## Assignment:
Which lines of the records contain "below"? Collect every one of them.
◆ ◆ ◆
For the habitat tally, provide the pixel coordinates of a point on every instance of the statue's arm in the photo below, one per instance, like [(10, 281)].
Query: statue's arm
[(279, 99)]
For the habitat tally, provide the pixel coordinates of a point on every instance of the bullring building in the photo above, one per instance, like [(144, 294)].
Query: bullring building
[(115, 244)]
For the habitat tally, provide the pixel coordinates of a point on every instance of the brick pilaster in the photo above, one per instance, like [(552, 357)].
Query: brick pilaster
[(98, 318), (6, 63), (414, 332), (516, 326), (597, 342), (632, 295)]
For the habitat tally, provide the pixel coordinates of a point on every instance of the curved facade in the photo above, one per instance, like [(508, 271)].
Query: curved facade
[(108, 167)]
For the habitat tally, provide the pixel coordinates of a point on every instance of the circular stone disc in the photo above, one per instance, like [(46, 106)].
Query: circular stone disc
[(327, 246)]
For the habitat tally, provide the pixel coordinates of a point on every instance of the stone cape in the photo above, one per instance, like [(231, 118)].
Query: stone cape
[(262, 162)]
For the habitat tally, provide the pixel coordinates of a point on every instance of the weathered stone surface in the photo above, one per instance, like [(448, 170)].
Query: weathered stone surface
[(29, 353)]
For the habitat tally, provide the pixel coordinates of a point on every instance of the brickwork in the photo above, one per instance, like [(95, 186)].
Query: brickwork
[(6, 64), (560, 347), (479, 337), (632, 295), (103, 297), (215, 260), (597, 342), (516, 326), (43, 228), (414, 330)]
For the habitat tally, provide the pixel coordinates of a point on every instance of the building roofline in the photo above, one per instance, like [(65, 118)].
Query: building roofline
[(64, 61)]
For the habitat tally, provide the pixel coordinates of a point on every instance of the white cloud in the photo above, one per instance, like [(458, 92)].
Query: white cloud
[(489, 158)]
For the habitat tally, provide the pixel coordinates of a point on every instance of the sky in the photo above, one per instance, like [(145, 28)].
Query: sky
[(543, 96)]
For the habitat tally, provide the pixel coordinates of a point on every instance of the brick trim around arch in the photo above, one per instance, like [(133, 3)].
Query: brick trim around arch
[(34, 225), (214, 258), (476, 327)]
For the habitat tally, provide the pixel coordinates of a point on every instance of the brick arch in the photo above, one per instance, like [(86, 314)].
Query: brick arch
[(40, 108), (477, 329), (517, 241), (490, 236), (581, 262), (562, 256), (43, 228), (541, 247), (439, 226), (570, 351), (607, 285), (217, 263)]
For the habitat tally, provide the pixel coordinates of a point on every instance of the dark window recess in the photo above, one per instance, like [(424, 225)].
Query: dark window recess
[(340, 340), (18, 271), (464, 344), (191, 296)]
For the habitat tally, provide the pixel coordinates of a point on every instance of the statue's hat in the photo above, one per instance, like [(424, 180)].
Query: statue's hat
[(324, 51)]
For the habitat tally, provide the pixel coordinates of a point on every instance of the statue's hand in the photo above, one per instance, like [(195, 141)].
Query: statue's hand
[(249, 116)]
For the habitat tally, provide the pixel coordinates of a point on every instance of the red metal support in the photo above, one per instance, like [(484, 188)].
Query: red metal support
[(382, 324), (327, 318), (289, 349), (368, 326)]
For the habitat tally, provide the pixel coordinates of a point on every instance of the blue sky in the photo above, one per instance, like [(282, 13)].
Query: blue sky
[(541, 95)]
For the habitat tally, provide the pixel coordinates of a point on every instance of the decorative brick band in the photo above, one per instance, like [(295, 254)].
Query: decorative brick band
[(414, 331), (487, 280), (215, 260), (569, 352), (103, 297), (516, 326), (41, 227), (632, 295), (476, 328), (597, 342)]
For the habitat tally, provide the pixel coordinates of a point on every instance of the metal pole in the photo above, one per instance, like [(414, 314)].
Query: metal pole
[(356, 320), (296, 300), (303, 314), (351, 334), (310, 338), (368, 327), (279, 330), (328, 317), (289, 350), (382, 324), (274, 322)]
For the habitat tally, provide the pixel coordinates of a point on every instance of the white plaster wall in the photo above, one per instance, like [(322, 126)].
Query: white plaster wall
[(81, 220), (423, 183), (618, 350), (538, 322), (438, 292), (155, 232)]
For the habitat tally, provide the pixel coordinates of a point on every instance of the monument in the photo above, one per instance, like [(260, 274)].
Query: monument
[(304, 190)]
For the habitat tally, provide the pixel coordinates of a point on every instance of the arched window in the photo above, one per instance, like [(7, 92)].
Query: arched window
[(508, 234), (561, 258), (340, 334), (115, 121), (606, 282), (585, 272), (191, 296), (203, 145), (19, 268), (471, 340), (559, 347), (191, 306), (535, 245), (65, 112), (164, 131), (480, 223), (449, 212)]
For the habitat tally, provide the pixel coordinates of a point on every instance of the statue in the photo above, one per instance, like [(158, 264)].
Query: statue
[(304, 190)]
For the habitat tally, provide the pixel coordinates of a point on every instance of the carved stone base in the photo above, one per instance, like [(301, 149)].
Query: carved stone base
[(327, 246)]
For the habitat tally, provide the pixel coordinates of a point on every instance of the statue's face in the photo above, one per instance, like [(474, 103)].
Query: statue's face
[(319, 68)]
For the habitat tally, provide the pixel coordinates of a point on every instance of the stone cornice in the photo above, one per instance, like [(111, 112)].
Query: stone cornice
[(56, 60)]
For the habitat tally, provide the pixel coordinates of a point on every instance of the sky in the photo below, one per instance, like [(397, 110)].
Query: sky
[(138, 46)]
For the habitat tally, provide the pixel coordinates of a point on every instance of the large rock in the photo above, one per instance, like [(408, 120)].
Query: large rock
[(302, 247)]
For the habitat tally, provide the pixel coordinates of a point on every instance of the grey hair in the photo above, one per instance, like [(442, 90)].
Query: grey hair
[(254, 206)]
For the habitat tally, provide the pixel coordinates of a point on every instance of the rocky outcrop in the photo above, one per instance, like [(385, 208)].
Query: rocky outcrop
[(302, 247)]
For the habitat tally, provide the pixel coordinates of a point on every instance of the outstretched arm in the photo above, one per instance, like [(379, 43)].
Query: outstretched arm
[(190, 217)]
◆ ◆ ◆
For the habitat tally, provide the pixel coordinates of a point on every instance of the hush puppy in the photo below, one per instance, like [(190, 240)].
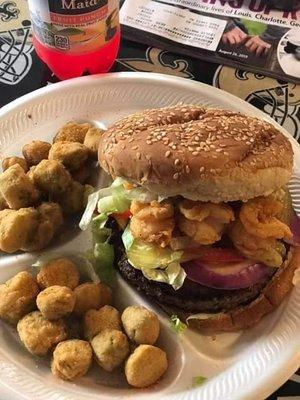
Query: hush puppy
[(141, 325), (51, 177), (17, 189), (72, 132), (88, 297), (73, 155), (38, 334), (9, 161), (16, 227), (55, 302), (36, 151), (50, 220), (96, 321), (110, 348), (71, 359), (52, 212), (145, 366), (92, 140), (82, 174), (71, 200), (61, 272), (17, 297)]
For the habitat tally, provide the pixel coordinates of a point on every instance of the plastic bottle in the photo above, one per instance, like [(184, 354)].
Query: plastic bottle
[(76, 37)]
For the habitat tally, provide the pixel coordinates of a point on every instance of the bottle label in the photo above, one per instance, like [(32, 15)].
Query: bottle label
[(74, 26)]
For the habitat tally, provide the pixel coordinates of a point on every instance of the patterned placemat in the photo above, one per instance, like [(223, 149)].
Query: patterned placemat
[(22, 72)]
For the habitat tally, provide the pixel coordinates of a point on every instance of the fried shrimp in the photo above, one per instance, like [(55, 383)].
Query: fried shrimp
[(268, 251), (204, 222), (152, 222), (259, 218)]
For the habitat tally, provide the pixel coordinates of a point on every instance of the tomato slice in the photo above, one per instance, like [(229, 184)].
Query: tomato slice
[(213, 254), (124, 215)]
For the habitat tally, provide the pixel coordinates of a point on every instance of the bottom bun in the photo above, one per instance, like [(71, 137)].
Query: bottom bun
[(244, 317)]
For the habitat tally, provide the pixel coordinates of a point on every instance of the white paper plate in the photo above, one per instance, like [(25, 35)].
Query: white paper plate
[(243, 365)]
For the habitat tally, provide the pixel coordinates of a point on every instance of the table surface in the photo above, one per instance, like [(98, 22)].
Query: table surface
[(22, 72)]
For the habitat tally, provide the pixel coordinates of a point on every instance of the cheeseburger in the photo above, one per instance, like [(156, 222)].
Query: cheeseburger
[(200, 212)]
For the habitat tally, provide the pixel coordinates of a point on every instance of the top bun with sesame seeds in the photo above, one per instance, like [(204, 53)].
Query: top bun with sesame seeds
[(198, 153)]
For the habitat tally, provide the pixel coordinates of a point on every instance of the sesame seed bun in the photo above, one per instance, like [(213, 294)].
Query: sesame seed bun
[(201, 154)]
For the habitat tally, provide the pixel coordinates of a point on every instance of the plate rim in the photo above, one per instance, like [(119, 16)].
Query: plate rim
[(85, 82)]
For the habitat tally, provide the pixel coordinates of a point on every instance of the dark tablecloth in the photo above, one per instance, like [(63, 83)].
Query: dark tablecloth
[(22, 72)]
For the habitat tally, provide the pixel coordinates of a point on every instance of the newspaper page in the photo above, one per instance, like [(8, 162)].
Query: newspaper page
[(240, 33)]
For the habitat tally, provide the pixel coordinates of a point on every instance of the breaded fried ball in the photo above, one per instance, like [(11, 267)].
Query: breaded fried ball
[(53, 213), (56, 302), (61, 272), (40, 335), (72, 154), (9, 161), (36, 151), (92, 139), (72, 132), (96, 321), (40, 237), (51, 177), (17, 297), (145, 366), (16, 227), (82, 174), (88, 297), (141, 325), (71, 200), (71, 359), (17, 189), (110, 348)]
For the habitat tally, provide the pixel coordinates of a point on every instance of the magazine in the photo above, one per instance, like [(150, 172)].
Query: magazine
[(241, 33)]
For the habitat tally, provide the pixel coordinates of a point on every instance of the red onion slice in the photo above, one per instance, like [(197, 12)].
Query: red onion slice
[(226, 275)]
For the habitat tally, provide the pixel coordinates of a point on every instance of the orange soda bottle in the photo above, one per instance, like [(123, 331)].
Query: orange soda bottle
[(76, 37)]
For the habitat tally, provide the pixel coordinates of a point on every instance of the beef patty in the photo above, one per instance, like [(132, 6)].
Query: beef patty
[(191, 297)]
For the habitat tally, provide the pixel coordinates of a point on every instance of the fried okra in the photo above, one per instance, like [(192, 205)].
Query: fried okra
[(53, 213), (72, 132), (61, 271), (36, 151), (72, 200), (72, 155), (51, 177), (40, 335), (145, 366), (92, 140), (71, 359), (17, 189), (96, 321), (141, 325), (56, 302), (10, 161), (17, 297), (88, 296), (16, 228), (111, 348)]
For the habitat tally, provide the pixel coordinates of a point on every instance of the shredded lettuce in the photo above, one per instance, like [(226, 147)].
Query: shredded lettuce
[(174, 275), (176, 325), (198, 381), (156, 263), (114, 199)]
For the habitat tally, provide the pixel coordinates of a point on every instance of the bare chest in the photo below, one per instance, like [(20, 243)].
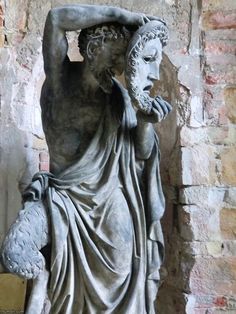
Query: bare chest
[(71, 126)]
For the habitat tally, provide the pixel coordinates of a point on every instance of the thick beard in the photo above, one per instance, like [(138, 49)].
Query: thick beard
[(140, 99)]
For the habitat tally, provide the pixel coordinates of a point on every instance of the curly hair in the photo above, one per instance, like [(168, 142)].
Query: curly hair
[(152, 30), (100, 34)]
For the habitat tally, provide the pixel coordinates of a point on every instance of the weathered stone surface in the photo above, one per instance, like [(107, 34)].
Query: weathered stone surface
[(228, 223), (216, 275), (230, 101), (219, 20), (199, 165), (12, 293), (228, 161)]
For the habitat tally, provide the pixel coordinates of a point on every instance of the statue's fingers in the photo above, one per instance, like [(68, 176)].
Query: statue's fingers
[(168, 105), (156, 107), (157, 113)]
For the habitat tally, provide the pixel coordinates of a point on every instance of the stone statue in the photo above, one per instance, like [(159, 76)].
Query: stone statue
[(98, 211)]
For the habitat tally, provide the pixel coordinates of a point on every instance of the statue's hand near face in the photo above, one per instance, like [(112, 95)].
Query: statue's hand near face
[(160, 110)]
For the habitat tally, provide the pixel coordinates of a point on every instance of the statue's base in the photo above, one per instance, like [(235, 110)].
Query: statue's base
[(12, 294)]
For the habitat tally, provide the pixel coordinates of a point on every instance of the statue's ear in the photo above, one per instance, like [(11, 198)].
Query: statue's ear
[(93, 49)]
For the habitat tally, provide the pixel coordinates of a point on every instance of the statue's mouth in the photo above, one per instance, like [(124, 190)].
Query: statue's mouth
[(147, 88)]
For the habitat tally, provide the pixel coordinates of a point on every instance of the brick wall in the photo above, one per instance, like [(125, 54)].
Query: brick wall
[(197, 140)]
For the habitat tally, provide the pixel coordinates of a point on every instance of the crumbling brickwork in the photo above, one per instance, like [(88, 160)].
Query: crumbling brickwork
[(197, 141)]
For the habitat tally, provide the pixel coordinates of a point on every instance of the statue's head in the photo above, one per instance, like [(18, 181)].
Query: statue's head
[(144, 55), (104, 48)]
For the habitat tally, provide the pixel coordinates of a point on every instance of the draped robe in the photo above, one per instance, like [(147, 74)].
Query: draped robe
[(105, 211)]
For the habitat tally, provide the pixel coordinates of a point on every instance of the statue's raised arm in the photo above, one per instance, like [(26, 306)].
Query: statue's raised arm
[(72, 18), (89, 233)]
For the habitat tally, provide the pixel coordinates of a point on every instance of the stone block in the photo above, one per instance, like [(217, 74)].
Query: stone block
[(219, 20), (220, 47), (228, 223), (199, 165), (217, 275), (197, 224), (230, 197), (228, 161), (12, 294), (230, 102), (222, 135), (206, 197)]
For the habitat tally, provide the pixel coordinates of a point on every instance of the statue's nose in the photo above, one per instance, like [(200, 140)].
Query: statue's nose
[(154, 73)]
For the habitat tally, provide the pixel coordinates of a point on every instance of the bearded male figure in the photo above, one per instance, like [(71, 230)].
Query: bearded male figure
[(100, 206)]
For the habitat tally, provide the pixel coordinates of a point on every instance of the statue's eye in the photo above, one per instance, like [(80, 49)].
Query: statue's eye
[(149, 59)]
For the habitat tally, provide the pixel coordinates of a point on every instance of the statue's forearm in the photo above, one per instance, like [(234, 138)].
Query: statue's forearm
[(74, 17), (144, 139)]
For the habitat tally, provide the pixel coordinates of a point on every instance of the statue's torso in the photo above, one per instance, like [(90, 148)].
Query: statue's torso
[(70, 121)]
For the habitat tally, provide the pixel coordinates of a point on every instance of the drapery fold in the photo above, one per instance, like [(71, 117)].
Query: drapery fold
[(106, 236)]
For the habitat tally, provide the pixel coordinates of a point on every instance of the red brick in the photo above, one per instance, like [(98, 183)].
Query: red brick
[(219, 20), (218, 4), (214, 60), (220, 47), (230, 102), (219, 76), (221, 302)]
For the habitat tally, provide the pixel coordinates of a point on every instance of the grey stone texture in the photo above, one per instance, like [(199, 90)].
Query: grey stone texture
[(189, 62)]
◆ ◆ ◆
## Answer space:
For the habitat tally, provide the pixel coordinates of a point on every instance of the statue's arm in the photo below, one per instance, like [(10, 281)].
For the habitat tally, provide the pixel coordinates of a point on every instance of the sky in the photo below, one per instance, like [(397, 110)].
For the habitat tally, provide the pixel coordinates of a point on every instance of the hush puppy in the photo below, one per instance, like [(190, 240)].
For the habitat tally, provide the pixel coordinates of a point on every instance of the bare chest in the photo below, one per instance, like [(20, 243)].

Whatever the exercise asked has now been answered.